But is this an abstract, academic problem? Or are there actual pages that include duplicate scripts with bad caching headers and significant execution times?

To answer these questions, we turn to the HTTP Archive, a project that gathers performance information for the world’s top 300K websites. Ilya Grigorik‘s companion site, BigQueri.es, provides a forum for sharing custom queries over the HTTP Archive data that he’s uploaded to BigQuery. I first ran a query to find the most popular scripts across all websites for crawl date August 15 2014.

Top 10 scripts

The reason I targeted August 15 2014 is that Ilya recently added a new HTTP Archive table to BigQuery that contains all of the text response bodies from the crawl (~6M responses totaling ~300GB). This is still an experimental feature so he’s not (yet) creating the table for every crawl, so the most recent one is from August 15 2014. With this new table, we can see if any of these scripts are included multiple times in a single page.

For example, this BigQueri.es article describes how to find pages that include plusone.js multiple times. Across the world’s top 300K URLs, there are 5573 (~2%) that include plusone.js more than once. iGadgetware loads plusone.js over 20 times. Even mainstream Google sites like the Official Google Blog, the Official Google Webmaster Central Blog, and the Inside Adsense Blog load plusone.js three or more times. The script has max-age=1800, so it won’t be downloaded multiple times in Firefox. But it has 36K of JavaScript, so parsing and executing multiple times hurts page performance.

Reusing the same query but searching for “twitter.com/widgets.js” shows 2567 (~1%) of HTML documents include it more than once. The Official Ryan Seacrest website loads widgets.js 288 times! But that’s okay because, similar to Facebook, the Twitter async snippet does a quick exit if the script has already been inserted:

window.twttr=(function(d,s,id){
    var t,js,fjs=d.getElementsByTagName(s)[0];
    if(d.getElementById(id)){return}
    js=d.createElement(s);js.id=id;js.src="https://platform.twitter.com/widgets.js";
    fjs.parentNode.insertBefore(js,fjs);
    return window.twttr||(t={_e:[],ready:function(f){t._e.push(f)}})
}(document,"script","twitter-wjs"));

Unfortunately, other sites like extremetech.com and toprankblog.com load widgets.js more than ten times using the synchronous pattern, so its 108K of JavaScript is parsed and executed more than ten times.

* Dataset content:
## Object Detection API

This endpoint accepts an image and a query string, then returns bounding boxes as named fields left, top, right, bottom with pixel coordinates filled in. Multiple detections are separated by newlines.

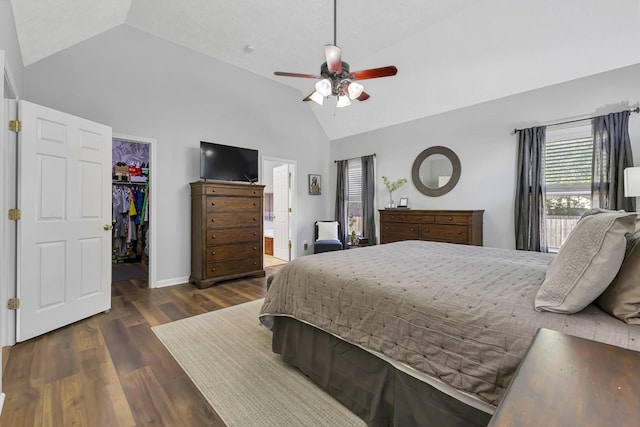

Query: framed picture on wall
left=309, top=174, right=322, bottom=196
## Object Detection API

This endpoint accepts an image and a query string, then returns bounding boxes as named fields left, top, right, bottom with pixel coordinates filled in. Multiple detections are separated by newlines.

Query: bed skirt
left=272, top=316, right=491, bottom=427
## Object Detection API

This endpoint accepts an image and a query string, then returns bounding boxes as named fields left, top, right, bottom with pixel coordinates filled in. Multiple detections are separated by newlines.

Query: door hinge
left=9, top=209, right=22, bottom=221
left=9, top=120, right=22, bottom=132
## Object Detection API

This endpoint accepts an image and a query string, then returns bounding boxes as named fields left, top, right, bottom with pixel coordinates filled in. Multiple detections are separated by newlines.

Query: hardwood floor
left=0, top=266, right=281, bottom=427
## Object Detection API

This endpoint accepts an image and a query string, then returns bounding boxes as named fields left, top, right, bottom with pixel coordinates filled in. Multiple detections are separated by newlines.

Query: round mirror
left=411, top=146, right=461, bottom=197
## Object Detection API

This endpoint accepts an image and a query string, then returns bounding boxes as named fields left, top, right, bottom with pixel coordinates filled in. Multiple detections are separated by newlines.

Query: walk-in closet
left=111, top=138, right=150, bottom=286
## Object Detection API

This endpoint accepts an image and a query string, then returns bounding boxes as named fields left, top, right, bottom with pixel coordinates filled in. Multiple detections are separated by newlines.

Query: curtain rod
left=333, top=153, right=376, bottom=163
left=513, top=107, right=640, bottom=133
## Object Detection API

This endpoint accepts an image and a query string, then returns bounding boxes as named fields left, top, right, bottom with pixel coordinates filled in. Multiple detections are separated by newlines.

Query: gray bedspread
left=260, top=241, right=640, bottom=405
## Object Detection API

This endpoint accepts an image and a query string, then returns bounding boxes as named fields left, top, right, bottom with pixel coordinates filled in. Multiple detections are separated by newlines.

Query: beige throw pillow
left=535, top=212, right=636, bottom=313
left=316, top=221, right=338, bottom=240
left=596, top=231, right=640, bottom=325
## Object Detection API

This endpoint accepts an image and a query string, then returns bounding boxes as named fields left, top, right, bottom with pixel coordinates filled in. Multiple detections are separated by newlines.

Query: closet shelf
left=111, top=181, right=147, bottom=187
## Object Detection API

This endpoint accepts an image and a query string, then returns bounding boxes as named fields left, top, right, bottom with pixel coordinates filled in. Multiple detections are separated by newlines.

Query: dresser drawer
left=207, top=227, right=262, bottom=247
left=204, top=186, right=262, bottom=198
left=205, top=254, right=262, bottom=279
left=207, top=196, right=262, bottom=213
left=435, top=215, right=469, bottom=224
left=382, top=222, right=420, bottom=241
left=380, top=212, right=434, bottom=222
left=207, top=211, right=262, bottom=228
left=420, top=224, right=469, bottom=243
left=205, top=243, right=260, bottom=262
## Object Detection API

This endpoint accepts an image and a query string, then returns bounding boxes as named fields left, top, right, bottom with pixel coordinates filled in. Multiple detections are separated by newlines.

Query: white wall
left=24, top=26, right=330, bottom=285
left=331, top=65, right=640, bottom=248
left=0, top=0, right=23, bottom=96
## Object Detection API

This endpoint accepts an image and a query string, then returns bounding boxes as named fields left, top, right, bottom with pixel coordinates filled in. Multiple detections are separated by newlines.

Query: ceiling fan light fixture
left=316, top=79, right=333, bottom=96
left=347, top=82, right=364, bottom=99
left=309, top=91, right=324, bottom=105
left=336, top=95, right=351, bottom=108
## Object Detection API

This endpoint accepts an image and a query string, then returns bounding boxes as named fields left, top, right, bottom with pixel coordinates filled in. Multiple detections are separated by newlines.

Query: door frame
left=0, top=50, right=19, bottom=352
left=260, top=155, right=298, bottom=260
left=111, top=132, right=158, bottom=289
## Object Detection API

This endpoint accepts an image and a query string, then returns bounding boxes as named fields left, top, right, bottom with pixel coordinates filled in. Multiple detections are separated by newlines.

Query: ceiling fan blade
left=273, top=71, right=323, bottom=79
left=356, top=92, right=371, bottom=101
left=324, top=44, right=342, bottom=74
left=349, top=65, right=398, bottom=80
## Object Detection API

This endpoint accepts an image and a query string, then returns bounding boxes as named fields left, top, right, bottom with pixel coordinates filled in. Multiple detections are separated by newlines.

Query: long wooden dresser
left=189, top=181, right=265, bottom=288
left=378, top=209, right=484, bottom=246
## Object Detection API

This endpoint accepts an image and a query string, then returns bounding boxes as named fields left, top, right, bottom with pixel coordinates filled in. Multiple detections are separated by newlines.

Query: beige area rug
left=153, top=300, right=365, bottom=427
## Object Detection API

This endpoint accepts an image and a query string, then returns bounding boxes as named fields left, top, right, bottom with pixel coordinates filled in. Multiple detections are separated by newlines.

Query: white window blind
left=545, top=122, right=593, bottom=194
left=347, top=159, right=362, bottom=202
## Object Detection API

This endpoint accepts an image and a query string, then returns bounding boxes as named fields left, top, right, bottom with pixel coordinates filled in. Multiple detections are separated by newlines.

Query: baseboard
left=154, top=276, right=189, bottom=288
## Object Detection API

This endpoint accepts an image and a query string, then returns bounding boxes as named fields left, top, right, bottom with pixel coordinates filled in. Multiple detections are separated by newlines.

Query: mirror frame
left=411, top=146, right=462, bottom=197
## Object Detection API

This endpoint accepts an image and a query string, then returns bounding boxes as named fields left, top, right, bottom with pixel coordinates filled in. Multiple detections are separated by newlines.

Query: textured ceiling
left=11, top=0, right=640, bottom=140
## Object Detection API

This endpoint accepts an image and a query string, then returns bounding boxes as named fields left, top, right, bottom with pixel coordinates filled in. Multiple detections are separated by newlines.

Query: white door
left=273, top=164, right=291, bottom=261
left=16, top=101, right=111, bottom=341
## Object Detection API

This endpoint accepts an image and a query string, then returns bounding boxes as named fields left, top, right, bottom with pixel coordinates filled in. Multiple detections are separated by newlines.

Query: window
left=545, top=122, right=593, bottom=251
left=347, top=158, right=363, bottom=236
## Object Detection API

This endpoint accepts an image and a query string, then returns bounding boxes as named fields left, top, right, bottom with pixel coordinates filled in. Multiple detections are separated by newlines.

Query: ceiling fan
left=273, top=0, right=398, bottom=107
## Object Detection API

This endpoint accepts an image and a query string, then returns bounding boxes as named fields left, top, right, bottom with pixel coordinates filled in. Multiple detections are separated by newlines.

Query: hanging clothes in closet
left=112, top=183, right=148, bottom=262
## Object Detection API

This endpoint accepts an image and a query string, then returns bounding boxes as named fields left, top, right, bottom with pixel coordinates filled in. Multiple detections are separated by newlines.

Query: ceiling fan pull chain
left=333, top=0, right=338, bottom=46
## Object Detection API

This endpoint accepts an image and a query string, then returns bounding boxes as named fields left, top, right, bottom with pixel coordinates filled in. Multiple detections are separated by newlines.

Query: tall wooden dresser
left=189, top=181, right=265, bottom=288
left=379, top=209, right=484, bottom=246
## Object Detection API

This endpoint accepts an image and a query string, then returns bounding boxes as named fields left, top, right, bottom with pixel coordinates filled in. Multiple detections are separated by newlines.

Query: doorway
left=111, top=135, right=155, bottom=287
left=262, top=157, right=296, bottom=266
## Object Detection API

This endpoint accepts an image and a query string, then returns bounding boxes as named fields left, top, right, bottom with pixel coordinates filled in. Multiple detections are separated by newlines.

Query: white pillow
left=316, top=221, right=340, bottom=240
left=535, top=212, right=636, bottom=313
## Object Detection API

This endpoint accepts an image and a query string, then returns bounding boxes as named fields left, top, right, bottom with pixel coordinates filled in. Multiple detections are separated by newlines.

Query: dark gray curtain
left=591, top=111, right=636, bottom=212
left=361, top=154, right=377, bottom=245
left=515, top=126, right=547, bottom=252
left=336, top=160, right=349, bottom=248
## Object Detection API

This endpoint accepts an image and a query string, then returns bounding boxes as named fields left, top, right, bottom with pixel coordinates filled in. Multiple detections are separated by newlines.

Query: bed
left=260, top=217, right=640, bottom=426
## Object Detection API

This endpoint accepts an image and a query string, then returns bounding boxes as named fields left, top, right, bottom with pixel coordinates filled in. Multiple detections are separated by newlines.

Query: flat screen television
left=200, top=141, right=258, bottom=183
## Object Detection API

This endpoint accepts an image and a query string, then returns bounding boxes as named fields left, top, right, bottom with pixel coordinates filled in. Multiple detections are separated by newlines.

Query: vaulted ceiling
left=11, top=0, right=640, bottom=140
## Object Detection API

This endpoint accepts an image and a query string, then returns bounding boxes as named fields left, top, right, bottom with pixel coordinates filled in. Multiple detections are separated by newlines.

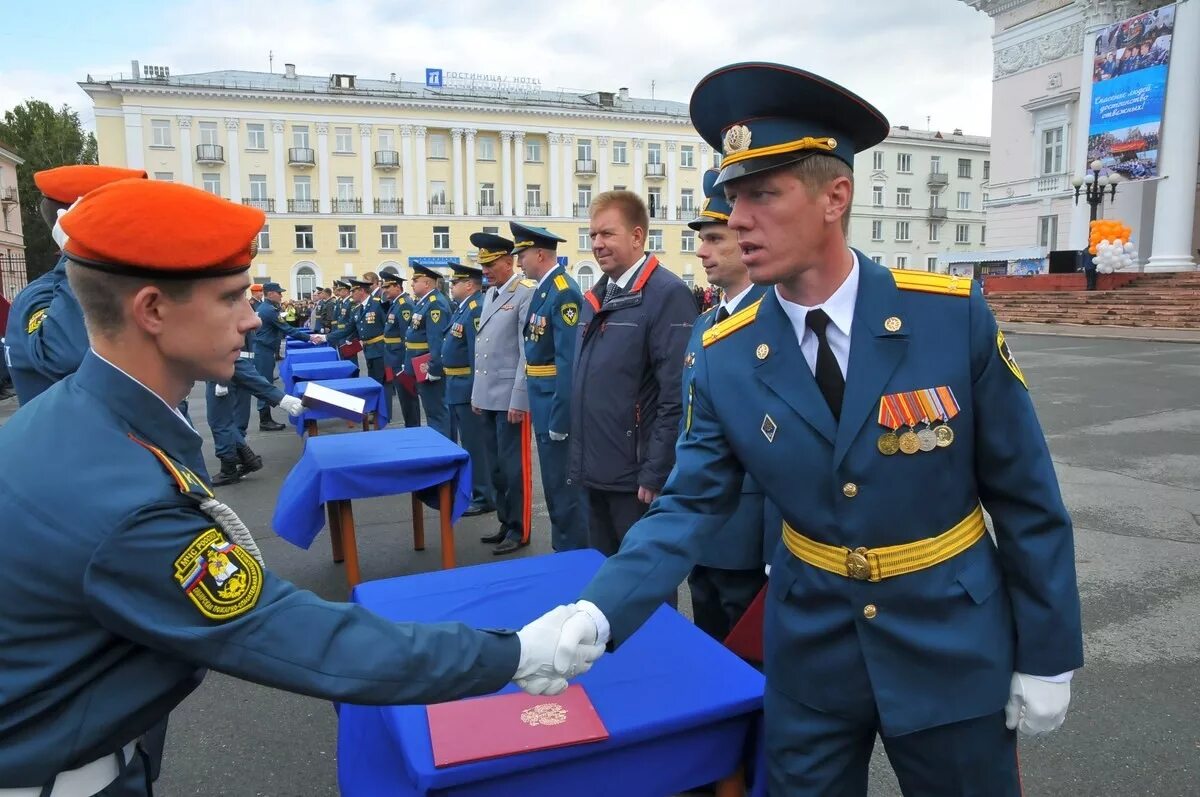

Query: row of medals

* What you need to do:
Resume the text on duplicate scripts in web pages after its last sentence. The listing comes from a different source than the text.

* Solved problem:
The third most popular script is osd.js from Google Ads. After some investigation I saw that this gets loaded by gpt.js. Reusing the same query for “gpt.js” found 792 sites that include it more than once. Oh Sweet Basil loads it 14 times using synchronous markup. Weighing in at 45K, that’s a lot of JavaScript to execute 14 times. Zvents loads it five times using an async pattern, but there’s no quick bail so gpt.js gets parsed and executed five times. SalesSpider, on the other hand, loads it five times but has a quick exit that looks like they crafted themselves. Bravo!

Getting back to Facebook, let’s look for “//connect.facebook.net/en_US/all.js” since it’s more popular than “sdk.js”. The HTTP Archive query shows there are 1489 sites that load all.js more than once. Cuckoo for Coupon Deals loads it ten times, but since it uses the async snippet with the quick exit, the script is only loaded & executed once. In fact, every website I checked that includes all.js uses the Facebook async pattern with the quick exit, avoiding the performance pitfalls of duplicate scripts.

Avoid the Pain

Including a script multiple times does hurt performance – the script is executed multiple times and may even be downloaded multiple times in Firefox. This isn’t an academic problem. Duplicate scripts happen frequently in real websites.

Website owners can avoid this performance problem by removing duplicate scripts. That’s sometimes easier said than done. There might be multiple development teams contributing code to the page. Or a third party snippet might get copy-and-pasted multiple times.

Snippet developers can help solve the problem by following Facebook and Twitter’s optimization of ensuring that the async script element is only created once. This avoids the needless re-execution of the same JavaScript over and over again. It’s also important that the script be cacheable for non-zero seconds to avoid multiple downloads in Firefox.